WORK ORDER >> Locate each line below that includes "pier" and reproduce it.
# # # #
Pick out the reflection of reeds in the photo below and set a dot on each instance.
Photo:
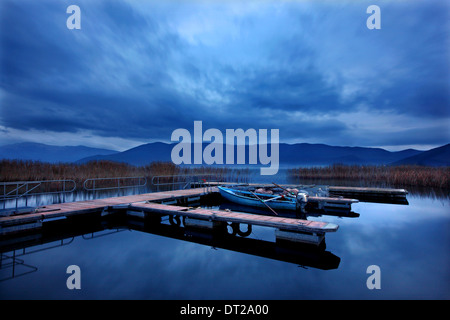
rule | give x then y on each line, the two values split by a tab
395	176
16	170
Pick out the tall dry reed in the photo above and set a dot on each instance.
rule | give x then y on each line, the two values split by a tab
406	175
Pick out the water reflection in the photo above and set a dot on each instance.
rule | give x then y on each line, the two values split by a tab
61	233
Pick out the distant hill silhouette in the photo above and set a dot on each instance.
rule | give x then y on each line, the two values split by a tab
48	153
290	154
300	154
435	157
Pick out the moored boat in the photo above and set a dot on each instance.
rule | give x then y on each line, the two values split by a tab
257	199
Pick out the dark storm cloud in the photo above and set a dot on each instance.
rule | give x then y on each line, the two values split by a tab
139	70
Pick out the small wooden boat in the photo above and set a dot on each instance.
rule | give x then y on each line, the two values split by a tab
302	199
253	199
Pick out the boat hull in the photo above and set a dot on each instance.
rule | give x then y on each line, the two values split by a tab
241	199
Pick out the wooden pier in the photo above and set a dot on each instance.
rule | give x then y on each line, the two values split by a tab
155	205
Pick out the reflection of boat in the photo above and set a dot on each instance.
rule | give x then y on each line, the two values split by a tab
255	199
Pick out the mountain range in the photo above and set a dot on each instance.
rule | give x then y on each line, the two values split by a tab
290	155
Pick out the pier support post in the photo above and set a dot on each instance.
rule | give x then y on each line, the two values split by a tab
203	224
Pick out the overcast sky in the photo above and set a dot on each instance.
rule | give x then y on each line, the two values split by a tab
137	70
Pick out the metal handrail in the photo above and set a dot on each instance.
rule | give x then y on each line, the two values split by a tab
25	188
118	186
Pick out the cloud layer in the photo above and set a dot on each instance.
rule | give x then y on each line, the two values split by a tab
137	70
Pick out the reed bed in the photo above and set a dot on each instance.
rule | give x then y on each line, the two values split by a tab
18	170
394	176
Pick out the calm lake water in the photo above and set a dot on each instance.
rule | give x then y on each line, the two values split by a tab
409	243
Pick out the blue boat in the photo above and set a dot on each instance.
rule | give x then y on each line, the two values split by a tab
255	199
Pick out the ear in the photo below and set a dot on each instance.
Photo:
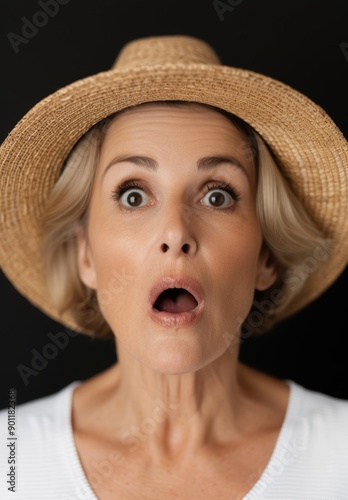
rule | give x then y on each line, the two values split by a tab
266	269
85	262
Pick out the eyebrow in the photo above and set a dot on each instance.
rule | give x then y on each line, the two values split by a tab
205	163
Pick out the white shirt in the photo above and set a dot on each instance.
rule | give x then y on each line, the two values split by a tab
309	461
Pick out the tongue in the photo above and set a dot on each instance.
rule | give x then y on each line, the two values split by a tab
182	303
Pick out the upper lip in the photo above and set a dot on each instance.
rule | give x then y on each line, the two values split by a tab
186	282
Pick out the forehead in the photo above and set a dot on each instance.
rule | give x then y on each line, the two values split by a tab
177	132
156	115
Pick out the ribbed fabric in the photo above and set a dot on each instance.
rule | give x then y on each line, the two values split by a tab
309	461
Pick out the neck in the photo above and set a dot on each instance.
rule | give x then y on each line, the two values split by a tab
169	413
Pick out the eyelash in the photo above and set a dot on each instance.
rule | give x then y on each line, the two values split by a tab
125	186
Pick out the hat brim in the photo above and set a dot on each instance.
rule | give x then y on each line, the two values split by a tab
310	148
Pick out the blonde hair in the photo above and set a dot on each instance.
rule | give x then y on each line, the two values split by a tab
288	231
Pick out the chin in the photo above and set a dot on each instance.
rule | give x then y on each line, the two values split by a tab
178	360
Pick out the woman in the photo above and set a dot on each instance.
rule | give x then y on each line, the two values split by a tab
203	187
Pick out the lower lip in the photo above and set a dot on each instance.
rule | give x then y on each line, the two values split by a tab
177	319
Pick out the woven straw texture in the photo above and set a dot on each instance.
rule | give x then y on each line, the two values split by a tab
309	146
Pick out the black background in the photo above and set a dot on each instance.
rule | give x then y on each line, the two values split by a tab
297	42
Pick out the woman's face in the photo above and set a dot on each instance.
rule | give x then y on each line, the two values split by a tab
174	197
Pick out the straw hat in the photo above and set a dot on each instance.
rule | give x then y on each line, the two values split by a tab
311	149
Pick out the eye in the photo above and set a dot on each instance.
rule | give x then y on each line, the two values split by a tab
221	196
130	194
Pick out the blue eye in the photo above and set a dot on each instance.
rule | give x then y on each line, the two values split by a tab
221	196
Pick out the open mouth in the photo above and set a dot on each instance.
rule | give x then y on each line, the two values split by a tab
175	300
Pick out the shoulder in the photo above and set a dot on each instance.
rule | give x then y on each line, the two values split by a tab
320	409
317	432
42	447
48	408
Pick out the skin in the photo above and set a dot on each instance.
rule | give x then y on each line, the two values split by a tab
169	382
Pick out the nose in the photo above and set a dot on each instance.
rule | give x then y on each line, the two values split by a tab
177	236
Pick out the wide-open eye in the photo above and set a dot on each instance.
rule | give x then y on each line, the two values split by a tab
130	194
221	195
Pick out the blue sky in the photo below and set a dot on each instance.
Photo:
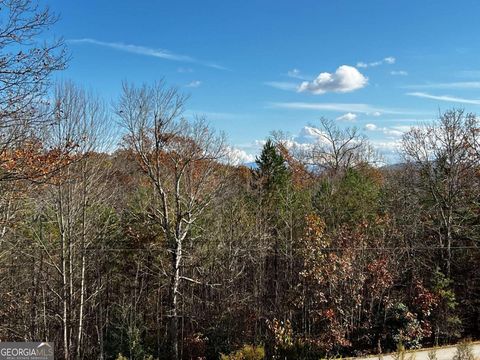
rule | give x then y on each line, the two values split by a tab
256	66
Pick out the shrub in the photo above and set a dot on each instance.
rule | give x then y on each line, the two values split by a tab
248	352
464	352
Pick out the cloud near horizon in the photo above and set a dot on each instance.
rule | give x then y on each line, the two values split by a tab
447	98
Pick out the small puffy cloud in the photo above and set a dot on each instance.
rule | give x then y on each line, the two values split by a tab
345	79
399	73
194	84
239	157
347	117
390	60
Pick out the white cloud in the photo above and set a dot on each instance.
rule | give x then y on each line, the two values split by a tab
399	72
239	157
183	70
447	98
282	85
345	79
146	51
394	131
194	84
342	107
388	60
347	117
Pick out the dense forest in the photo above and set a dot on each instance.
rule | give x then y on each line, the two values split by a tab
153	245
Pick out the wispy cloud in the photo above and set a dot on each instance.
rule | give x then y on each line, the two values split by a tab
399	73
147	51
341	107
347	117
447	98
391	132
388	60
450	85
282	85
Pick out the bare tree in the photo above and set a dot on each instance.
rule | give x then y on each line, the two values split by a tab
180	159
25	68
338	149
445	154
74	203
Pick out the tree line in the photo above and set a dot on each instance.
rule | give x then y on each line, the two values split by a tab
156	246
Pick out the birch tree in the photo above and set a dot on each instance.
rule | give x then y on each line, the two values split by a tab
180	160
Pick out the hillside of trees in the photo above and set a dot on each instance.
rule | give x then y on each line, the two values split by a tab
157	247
# # # #
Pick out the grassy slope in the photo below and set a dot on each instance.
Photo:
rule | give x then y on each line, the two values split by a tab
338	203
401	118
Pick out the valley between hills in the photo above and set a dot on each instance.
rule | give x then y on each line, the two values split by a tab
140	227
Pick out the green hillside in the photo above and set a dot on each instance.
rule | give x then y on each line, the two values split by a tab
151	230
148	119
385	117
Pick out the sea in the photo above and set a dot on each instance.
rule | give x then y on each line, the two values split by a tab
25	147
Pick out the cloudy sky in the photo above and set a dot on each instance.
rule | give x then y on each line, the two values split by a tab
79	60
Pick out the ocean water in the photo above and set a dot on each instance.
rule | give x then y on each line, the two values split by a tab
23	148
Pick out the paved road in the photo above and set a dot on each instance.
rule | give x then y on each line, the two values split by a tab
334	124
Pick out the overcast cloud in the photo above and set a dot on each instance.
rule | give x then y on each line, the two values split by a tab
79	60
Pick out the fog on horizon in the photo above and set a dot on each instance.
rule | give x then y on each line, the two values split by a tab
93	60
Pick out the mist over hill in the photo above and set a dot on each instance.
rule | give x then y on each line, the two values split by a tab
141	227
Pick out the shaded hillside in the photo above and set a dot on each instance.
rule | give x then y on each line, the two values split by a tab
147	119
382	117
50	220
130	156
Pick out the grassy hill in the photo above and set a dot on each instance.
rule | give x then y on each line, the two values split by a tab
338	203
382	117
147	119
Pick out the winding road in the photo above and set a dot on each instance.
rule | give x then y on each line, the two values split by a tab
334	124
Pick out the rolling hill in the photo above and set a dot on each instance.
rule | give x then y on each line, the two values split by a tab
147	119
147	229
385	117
# # # #
RESULT OF THIS TASK >>
Pick out the wooden pier in the photo above and set a dot on each instance.
Pick out the pier support post in the photo above and set a dot on each instance.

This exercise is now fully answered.